- _Excerpted text_:
==================================================

We'll discuss these 2 topics in the context of this architecture.

Orders

While this is an incomplete architecture it does show a number of key points:

  • Many related topics are stored in a Message Set
  • Observables can have different modes of operation and receive just subsets of the messages
  • Multiple Acknowledgement modes are supported

A new order arrives on ORDERS.received, gets sent to the NEW Observable who, on success, will create a new message on ORDERS.processed. The ORDERS.processed message again enters the store where a DISPATCH Observable receives it and once processed it will create an ORDERS.completed message which will again enter the Message Set. These operations are all pull based meaning they are work queues and can scale horizontally. All require acknowledged delivery ensuring no order is missed.

All messages are delivered to a MONITOR Observable without any acknowledgement and using Pub/Sub semantics - they are pushed to the monitor.

As messages are acknowledged to the NEW and DISPATCH observables, a percentage of them are sampled and messages indicating redelivery counts, ack delays and more, are delivered to the monitoring system.

Message Sets

Message Sets define how messages are stored and retention duration. Message Sets consume normal NATS topics, any message found on those topics will be delivered to the defined storage system. You can do a normal publish to the topic for unacknowledged delivery, else if you send a Request to the topic the JetStream server will reply with an acknowledgement that it was stored.

As of January 2020, in the tech preview we have file and memory based storage systems, we do not yet support clustering.

In the diagram above we show the concept of storing all ORDERS.* in the Message Set even though there are many types of order related messages. We'll show how you can selectively consume subsets of messages later. Relatively speaking the Message Set is the most resource consuming component so being able to combine related data in this manner is important to consider.

Message Sets can consume many subjects. Here we have ORDERS.* but we could also consume SHIPPING.state into the same Message Set should that make sense (not shown here).

Message Sets support various retention policies - they can be kept based on limits like max count, size or age but also more novel methods like keeping them as long as any observables have them unacknowledged, or work queue like behavior where a message is removed after first ack.

When defining Message Sets the items below make up the entire configuration of the set.

Item Description
MaxAge When retention policy is StreamPolicy how old message in the set may be
MaxBytes When retention policy is StreamPolicy how big the message set may be
MaxMsgSize The largest message that will be accepted by the Message Set
MaxMsgs When retention policy is StreamPolicy how many messages may be in a message set
MaxObservables How many Observables can be defined for a given message set, -1 for unlimited
Name A name for the message set that may not have spaces, tabs or .
NoAck Disables acknowledging messages that are received by the message set
Replicas How many replicas to keep for each message (not implemented as of January 2020)

==================================================

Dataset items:
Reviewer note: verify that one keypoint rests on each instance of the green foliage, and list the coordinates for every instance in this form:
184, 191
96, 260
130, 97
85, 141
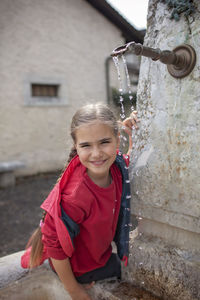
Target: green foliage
180, 6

==================================================

- _Problems to work on_:
1. Answer from the JetStream excerpt:
(a) Which Observable receives all messages without any acknowledgement?
(b) As of January 2020, which storage systems does the tech preview have?
(c) What does a MaxObservables value of -1 mean?
2. Retype the part of the JetStream excerpt starting at "In the diagram" and ending at "important to consider.".
Rely solely on the JetStream excerpt for your answers.

- _Answers for this exercise_:
1.
(a) The MONITOR Observable.
(b) File and memory based storage systems.
(c) Unlimited.

2.
In the diagram above we show the concept of storing all ORDERS.* in the Message Set even though there are many types of order related messages. We'll show how you can selectively consume subsets of messages later. Relatively speaking the Message Set is the most resource consuming component so being able to combine related data in this manner is important to consider.